▶ **Your tasks**
a – Translate this sentence from the book review into Spanish: "Grandma Eileen suffers from gout, an addiction to Heinekens and a deep discontent with her offspring."
b – Answer these questions from the book review:
(i) How many pages does the novel have?
(ii) How old is Esther?
(iii) What did Eric become?
c – Proceed with the review of This Vacant Paradise from the point where it stops.

Tuesday, March 08, 2011

THIS VACANT PARADISE






This Vacant Paradise, Victoria Patterson, Counterpoint, 2011, 320 pp


 I was introduced to Victoria Patterson through her essay in the wonderful collection, Bound to Last. This is her first novel, set in Newport Beach, CA. Esther Wilson is poised on the fault line between privilege and economic distress. Her beauty and the demands of super matriarch Grandma Eileen require a suitable husband if only she can find one that appeals to her at least a little. The trouble is that at 33, time is running out, not to mention that her current suitor fills her with boredom and incipient nausea.

 Esther is such an old fashioned name. Newport Beach is truly an enclave of political conservatism and vapid imitative wealthy culture. Grandma Eileen suffers from gout, an addiction to Heinekens and a deep discontent with her offspring. In fact, Esther's father was kicked out of the family home when his sexual preferences became known and while Esther and her brother Eric were raised by their single gay father, she ended up back at Grandma Eileen's after his death. Eric became a homeless junkie. The entire scenario is a meld of modern day dysfunction and the stuffy yet desperate feeling of aristocratic downfall.

▶ **Extracted information**
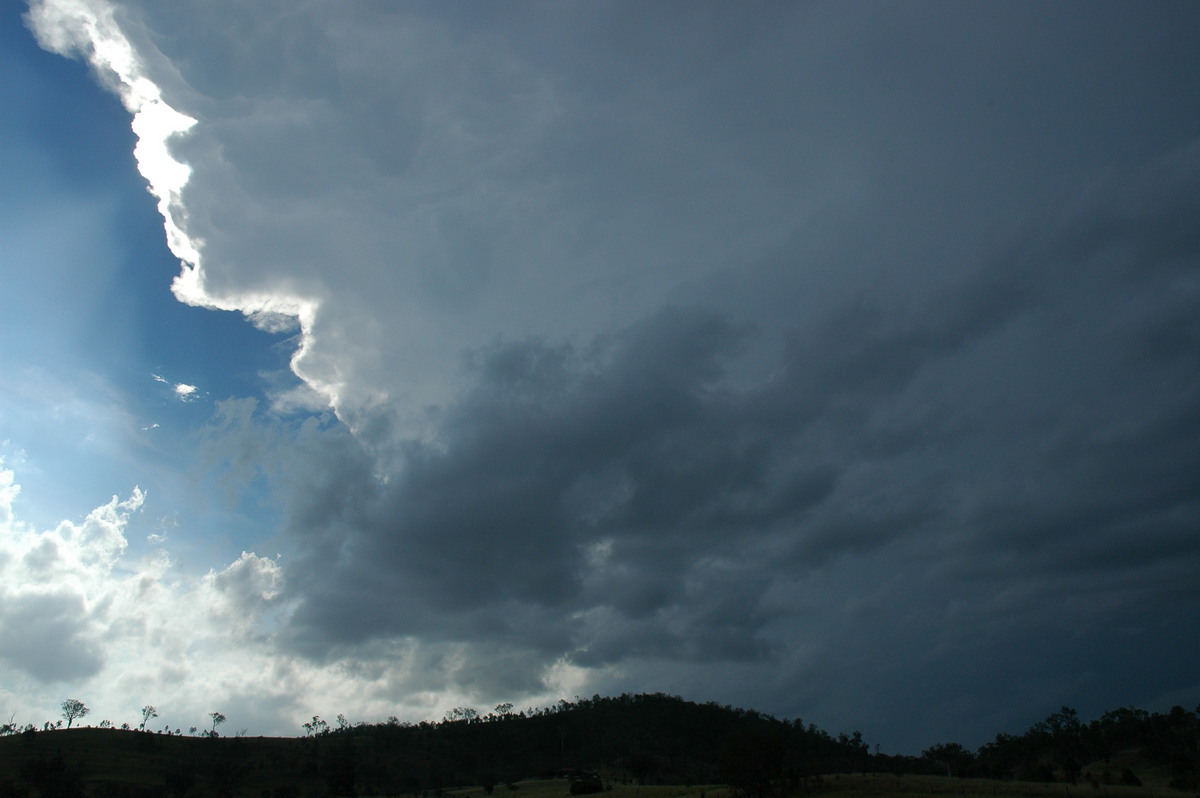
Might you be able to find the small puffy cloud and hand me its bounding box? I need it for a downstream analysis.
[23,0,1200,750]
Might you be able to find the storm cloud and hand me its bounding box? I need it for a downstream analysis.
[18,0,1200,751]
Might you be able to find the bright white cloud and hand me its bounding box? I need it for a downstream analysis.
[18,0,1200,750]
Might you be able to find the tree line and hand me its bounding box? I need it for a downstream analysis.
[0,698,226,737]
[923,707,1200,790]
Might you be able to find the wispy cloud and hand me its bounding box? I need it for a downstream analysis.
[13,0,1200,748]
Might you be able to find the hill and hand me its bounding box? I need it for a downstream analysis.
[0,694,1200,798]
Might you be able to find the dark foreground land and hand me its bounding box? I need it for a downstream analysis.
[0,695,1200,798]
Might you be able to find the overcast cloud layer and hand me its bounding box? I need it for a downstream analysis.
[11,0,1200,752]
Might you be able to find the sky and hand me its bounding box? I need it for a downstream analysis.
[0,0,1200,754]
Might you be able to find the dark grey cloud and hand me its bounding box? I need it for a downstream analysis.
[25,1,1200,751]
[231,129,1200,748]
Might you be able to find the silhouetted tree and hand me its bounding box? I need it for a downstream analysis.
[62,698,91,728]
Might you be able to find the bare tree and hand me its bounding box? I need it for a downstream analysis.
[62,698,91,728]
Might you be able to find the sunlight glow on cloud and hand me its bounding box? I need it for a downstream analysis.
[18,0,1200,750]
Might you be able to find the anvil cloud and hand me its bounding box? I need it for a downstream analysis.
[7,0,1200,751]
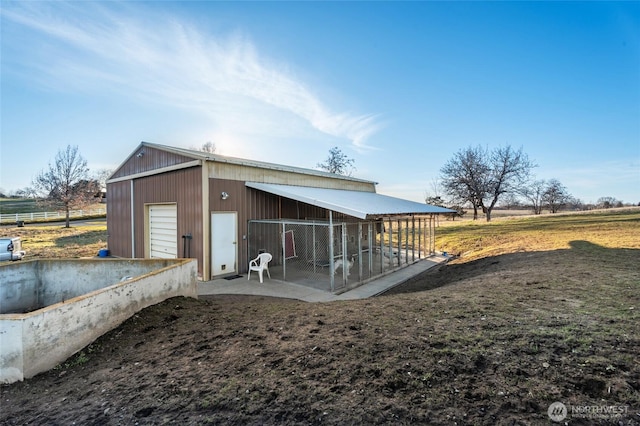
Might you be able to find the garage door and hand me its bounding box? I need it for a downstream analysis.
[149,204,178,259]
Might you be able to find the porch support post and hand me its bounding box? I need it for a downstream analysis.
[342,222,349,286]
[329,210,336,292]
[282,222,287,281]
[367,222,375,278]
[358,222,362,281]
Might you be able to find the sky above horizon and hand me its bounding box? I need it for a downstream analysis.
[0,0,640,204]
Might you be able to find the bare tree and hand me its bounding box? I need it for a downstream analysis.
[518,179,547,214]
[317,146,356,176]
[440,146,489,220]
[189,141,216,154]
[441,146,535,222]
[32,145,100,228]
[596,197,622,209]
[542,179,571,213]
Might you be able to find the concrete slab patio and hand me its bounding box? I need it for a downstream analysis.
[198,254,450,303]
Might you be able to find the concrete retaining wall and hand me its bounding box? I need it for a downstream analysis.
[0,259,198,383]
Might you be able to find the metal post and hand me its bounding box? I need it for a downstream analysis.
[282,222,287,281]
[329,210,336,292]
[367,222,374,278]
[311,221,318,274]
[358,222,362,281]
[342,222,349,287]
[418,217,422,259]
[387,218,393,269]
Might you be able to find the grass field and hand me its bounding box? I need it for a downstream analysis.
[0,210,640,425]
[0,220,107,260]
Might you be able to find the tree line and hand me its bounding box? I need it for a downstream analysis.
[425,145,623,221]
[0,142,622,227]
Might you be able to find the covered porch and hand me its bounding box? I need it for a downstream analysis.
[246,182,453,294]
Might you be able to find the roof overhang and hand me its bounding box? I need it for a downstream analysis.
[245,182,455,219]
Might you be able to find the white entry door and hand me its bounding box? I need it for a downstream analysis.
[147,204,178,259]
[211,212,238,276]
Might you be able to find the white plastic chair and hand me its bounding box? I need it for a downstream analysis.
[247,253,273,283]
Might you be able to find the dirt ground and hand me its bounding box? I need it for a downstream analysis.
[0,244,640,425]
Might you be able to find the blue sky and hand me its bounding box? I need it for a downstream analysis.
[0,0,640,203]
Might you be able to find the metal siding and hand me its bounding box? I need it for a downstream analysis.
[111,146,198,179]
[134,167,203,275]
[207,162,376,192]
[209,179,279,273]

▶ **Expected responses**
a – La abuela Eileen sufre de gota, de una adicción a las Heineken y de un profundo descontento con su descendencia.

b –
(i) 320
(ii) 33
(iii) A homeless junkie

c –
 Victoria Patterson lived in Newport Beach during her middle school and high school years. Clearly she did not fit in. Her portraits of both the rich and those on the fringe are drawn with a fierce yet humorous satire. When Esther, who must work at a women's clothing boutique in the high end Fashion Island shopping plaza for her spending money, falls in love with Charlie Murphy, things begin to shift. She experiences a sexual, social and even intellectual awakening that endangers her precarious position as an inheritor of Grandma Eileen's fortune. The novel is an intricate picture of Esther's simultaneous economic downward spiral and the uplifting awareness of her selfhood.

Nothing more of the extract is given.